__Supplied text__
——
Quickstart: TopCUP

Run TopCUP Model with Pretrained Weights

Estimated time to complete: 5 minutes

Learning Goals

By the end of this quickstart you will be able to:

Create a copick configuration file for loading the cryoET dataset.
Run model inference to extract particle locations via the TopCUP CLI.

Prerequisites

python>=3.10 (At the time of publication, Colab defaults to Python 3.12)
Standard Google Colab GPU runtime (T4 or better recommended)

Introduction

The Top CryoET U-Net Picker (TopCUP) is a 3D U-Net–based ensemble model designed for particle picking in cryo-electron tomography (cryoET) volumes. It uses a segmentation heatmap approach to identify particle locations. TopCUP is fully integrated with copick — a flexible cryoET dataset API developed at the Chan Zuckerberg Imaging Institute (CZII). This integration makes it easy to apply the model directly to any cryoET dataset in copick format.

For this tutorial, we will use 3 tomograms from the Private Test Dataset (Dataset ID: DS-10446). This dataset is publicly available on the CZ CryoET Data Portal and will be streamed directly using copick and cryoet portal APIs.

Users running TopCUP with their own data will need to create their own copick configuration file with defined pickable objects and metadata parameters described below.

Inputs: copick configuration file (in this quickstart, we will stream this in)
Outputs: The model will automatically save the particle picks (locations in Angstrom) as a CSV file inside the specified output directory

Setup

The copick configuration file must define pickable objects (i.e., the protein complexes you want to detect) and three key metadata parameters for each object:

score_weight: weight for each class in the DenseCrossEntropy loss
score_threshold: threshold to filter final picks per class, reducing false positives
score_weight: weight for each class in the F-beta score evaluation

You can find additional instructions and template configurations for accessing datasets across different platforms from the official copick page.

An example of a copick file is linked here at the model Github.

Installation

First, download the Git repository, which includes necessary packages.

!pip install git+https://github.com/czimaginginstitute/czii_cryoet_mlchallenge_winning_models.git

Copick Configuration File

Since this quickstart uses datasets from the CryoET Data Portal, we can automatically generate a copick configuration file from the copick API, and add metadata for each particle.

The code below adds metadata for the particles and streams in our copick file.

import os, copick

#metadata for pickable objects/particles
metadata = {
    "ferritin-complex": {
        "score_weight": 1,
        "score_threshold": 0.16,
        "class_loss_weight": 256
    },
    "thyroglobulin": {
        "score_weight": 2,
        "score_threshold": 0.18,
        "class_loss_weight": 256
    },
    "beta-galactosidase": {
        "score_weight": 2,
        "score_threshold": 0.13,
        "class_loss_weight": 256
    },
    "beta-amylase": {
        "score_weight": 0,
        "score_threshold": 0.25,
        "class_loss_weight": 256
    },
    "cytosolic-ribosome": {
        "score_weight": 1,
        "score_threshold": 0.19,
        "class_loss_weight": 256
    },
    "virus-like-capsid": {
        "score_weight": 1,
        "score_threshold": 0.5,
        "class_loss_weight": 256
    }
}

#generate the copick file for our selected protein complexes
copick_config_path = os.path.abspath('./copick_config_portal.json')
——
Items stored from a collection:
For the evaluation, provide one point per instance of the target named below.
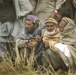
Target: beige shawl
(52, 39)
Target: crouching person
(67, 45)
(50, 38)
(27, 39)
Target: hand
(54, 15)
(38, 38)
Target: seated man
(50, 38)
(28, 37)
(67, 45)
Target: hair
(65, 12)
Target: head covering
(51, 20)
(33, 18)
(65, 12)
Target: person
(11, 16)
(67, 45)
(63, 12)
(44, 9)
(74, 4)
(28, 37)
(50, 38)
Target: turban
(51, 20)
(33, 18)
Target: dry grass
(6, 68)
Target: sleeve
(59, 3)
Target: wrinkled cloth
(11, 29)
(68, 38)
(45, 8)
(52, 39)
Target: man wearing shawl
(67, 45)
(28, 38)
(50, 38)
(11, 22)
(46, 8)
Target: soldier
(11, 15)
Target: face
(50, 26)
(62, 25)
(29, 26)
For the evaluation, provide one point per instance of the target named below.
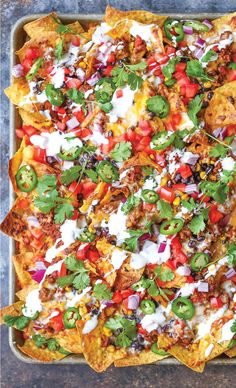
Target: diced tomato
(231, 76)
(185, 171)
(214, 214)
(75, 187)
(23, 203)
(119, 93)
(111, 58)
(108, 70)
(75, 41)
(73, 83)
(39, 155)
(93, 255)
(216, 302)
(63, 270)
(88, 188)
(166, 193)
(56, 322)
(117, 298)
(82, 251)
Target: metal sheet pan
(18, 37)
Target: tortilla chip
(14, 310)
(112, 16)
(144, 357)
(97, 356)
(30, 349)
(221, 110)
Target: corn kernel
(107, 332)
(176, 202)
(82, 65)
(207, 84)
(164, 181)
(111, 348)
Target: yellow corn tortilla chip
(30, 349)
(144, 357)
(14, 310)
(112, 16)
(221, 110)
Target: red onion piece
(38, 275)
(133, 302)
(193, 188)
(162, 247)
(72, 123)
(183, 270)
(188, 30)
(203, 287)
(94, 79)
(198, 53)
(230, 273)
(208, 24)
(17, 71)
(80, 74)
(200, 42)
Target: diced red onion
(94, 79)
(162, 247)
(193, 188)
(203, 287)
(38, 275)
(80, 74)
(17, 71)
(72, 123)
(200, 42)
(230, 273)
(188, 30)
(208, 24)
(183, 270)
(198, 53)
(33, 221)
(133, 302)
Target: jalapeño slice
(149, 196)
(87, 236)
(171, 226)
(162, 140)
(156, 350)
(173, 30)
(26, 178)
(70, 316)
(183, 308)
(107, 172)
(55, 96)
(70, 154)
(147, 306)
(199, 261)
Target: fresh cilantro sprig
(122, 151)
(79, 278)
(127, 330)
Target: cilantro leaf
(101, 291)
(122, 151)
(193, 108)
(81, 281)
(165, 209)
(132, 202)
(218, 150)
(197, 224)
(195, 69)
(70, 175)
(63, 211)
(20, 322)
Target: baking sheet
(18, 37)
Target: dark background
(14, 373)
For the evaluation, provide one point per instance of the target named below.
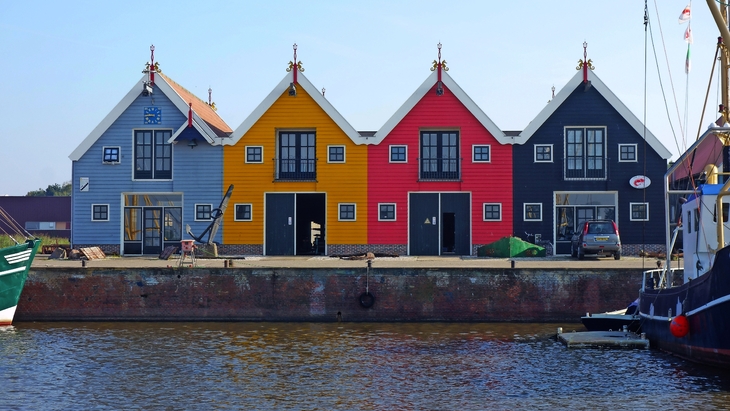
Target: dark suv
(597, 237)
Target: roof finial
(294, 64)
(585, 64)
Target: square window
(100, 212)
(254, 154)
(639, 211)
(481, 154)
(347, 212)
(627, 152)
(111, 155)
(398, 154)
(335, 154)
(202, 212)
(242, 212)
(533, 212)
(543, 153)
(492, 212)
(386, 212)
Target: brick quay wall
(323, 294)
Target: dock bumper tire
(367, 299)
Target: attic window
(111, 155)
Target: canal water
(337, 366)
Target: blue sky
(65, 65)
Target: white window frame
(119, 155)
(344, 154)
(339, 212)
(631, 212)
(636, 153)
(524, 211)
(245, 155)
(473, 153)
(484, 212)
(395, 212)
(390, 157)
(250, 212)
(203, 219)
(552, 153)
(92, 212)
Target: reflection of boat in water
(15, 262)
(618, 320)
(687, 311)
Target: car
(599, 237)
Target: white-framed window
(492, 212)
(543, 153)
(100, 212)
(532, 212)
(111, 155)
(335, 154)
(627, 153)
(398, 154)
(203, 212)
(481, 154)
(386, 211)
(585, 153)
(639, 211)
(254, 154)
(348, 212)
(242, 212)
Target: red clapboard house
(440, 174)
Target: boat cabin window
(725, 208)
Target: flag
(688, 35)
(685, 15)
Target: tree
(55, 190)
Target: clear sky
(66, 64)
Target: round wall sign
(640, 182)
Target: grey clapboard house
(153, 165)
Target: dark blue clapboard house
(586, 156)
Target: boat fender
(679, 327)
(367, 299)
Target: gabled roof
(453, 88)
(596, 83)
(282, 87)
(205, 119)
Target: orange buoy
(679, 326)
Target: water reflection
(337, 366)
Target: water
(337, 366)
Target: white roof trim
(280, 88)
(614, 101)
(460, 95)
(122, 106)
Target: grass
(5, 241)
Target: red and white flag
(685, 16)
(688, 35)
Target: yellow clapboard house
(300, 176)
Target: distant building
(49, 216)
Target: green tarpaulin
(507, 247)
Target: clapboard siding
(487, 182)
(196, 174)
(536, 182)
(341, 182)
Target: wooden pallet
(92, 253)
(167, 252)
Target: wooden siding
(341, 182)
(536, 182)
(487, 182)
(196, 172)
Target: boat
(15, 262)
(685, 308)
(625, 319)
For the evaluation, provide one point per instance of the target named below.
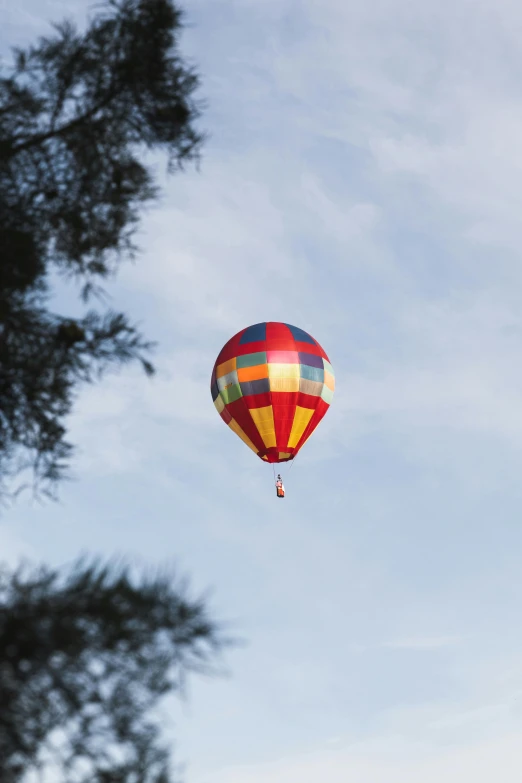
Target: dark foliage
(85, 657)
(76, 111)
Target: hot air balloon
(272, 383)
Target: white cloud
(395, 761)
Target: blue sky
(362, 181)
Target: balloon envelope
(272, 383)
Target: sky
(361, 180)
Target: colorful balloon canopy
(272, 383)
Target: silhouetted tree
(86, 655)
(76, 112)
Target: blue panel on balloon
(253, 334)
(300, 335)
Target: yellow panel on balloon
(301, 420)
(225, 368)
(264, 421)
(234, 426)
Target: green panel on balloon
(231, 394)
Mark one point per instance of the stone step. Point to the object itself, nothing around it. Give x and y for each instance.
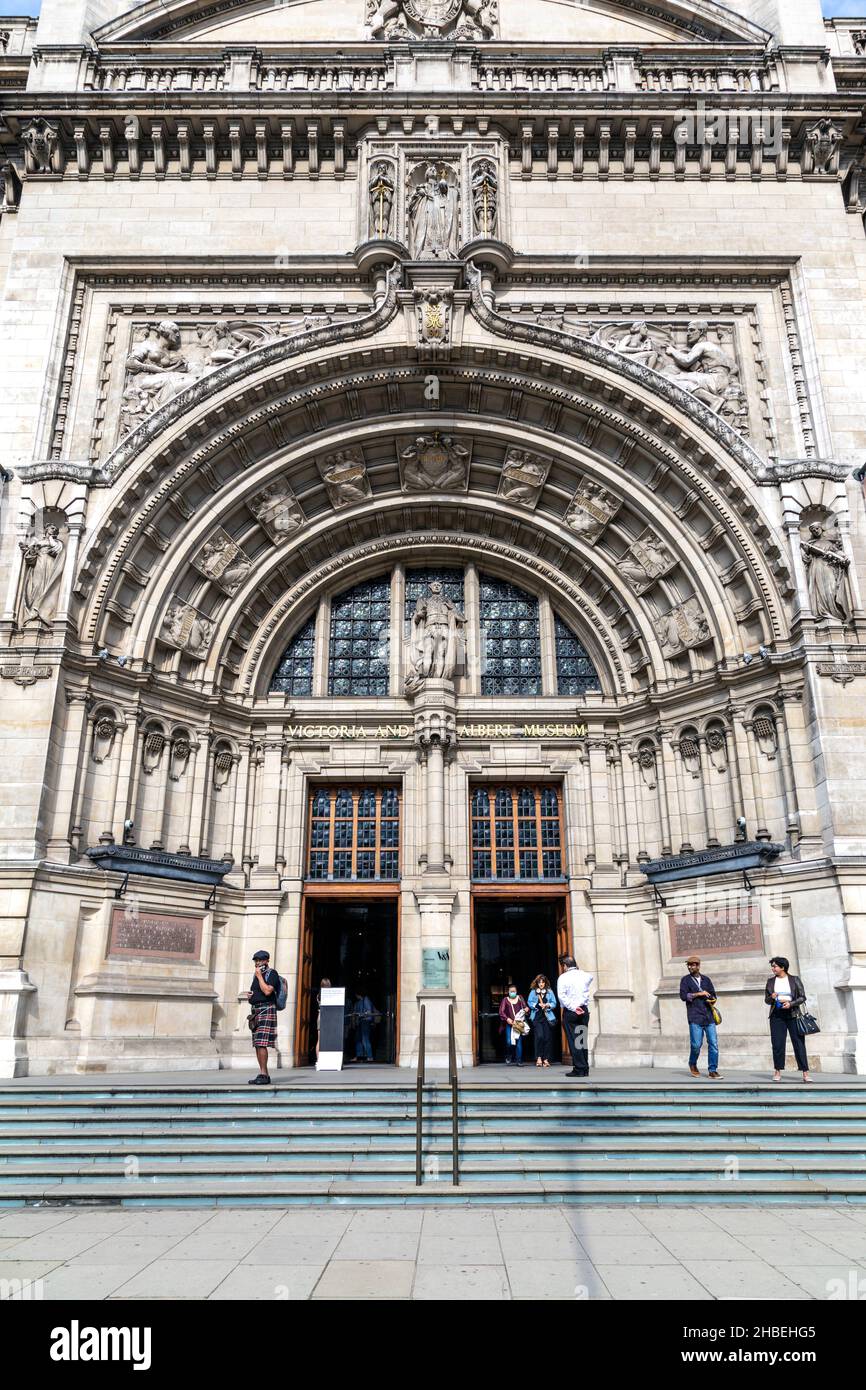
(587, 1191)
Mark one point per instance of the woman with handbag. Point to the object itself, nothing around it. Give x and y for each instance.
(786, 997)
(513, 1022)
(542, 1002)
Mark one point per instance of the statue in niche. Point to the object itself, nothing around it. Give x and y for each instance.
(591, 509)
(683, 627)
(434, 463)
(484, 188)
(223, 562)
(826, 569)
(185, 628)
(645, 560)
(277, 510)
(434, 225)
(42, 562)
(523, 477)
(345, 477)
(381, 198)
(435, 641)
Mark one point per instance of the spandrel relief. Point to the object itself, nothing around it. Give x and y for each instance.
(591, 509)
(277, 510)
(185, 628)
(221, 560)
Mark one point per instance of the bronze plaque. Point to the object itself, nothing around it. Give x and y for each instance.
(730, 930)
(154, 934)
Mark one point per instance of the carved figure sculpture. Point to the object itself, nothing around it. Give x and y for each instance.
(826, 567)
(434, 463)
(434, 225)
(345, 477)
(381, 198)
(485, 198)
(437, 627)
(43, 562)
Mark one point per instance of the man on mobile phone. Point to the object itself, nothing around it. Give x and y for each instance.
(263, 1000)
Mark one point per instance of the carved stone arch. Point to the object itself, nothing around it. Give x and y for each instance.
(353, 566)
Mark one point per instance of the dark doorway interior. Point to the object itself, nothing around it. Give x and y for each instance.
(515, 941)
(355, 944)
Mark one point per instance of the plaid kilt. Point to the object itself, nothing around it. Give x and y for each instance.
(264, 1026)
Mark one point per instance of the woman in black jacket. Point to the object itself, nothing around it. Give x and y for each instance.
(786, 995)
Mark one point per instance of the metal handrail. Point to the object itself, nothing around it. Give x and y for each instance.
(452, 1076)
(420, 1098)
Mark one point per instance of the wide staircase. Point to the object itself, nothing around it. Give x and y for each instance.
(355, 1144)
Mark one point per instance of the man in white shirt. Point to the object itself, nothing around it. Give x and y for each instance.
(573, 993)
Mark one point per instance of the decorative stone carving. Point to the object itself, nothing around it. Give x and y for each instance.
(186, 630)
(523, 477)
(153, 748)
(645, 560)
(434, 310)
(178, 762)
(166, 357)
(42, 565)
(104, 731)
(647, 765)
(381, 198)
(826, 567)
(41, 142)
(434, 463)
(435, 649)
(224, 761)
(434, 211)
(683, 627)
(345, 477)
(221, 560)
(395, 20)
(591, 509)
(485, 198)
(277, 510)
(823, 142)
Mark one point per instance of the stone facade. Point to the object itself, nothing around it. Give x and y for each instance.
(303, 298)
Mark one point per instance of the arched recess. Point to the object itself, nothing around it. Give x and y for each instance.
(663, 474)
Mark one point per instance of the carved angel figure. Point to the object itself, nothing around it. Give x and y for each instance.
(434, 651)
(43, 559)
(826, 567)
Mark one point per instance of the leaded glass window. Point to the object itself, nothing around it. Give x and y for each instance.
(510, 640)
(359, 640)
(293, 676)
(574, 670)
(516, 833)
(355, 834)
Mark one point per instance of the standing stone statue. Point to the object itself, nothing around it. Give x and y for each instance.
(381, 198)
(434, 228)
(435, 640)
(826, 567)
(43, 559)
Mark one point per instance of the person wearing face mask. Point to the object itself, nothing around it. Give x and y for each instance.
(542, 1001)
(512, 1014)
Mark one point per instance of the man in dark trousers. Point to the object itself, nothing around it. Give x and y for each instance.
(695, 990)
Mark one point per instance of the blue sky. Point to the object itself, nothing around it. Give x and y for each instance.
(856, 7)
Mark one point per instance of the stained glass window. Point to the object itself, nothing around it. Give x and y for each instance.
(574, 670)
(293, 676)
(359, 640)
(521, 838)
(355, 834)
(510, 640)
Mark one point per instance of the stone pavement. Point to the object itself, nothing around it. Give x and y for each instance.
(560, 1253)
——
__Activity A__
In the TopCUP quickstart, what is the dataset ID of the Private Test Dataset used for the tutorial?
__Activity B__
Explain why the TopCUP quickstart can generate its copick configuration file automatically.
__Activity C__
Reproduce the passage of the TopCUP quickstart starting at "python>=3.10 (At the" and ending at "in copick format.".
The items have nothing to do with the work here.

__Exercise response A__
DS-10446

__Exercise response B__
The quickstart uses datasets from the CryoET Data Portal, so the copick configuration file can be generated automatically from the copick API. Metadata for each particle is then added to it.

__Exercise response C__
python>=3.10 (At the time of publication, Colab defaults to Python 3.12)
Standard Google Colab GPU runtime (T4 or better recommended)

Introduction

The Top CryoET U-Net Picker (TopCUP) is a 3D U-Net–based ensemble model designed for particle picking in cryo-electron tomography (cryoET) volumes. It uses a segmentation heatmap approach to identify particle locations. TopCUP is fully integrated with copick — a flexible cryoET dataset API developed at the Chan Zuckerberg Imaging Institute (CZII). This integration makes it easy to apply the model directly to any cryoET dataset in copick format.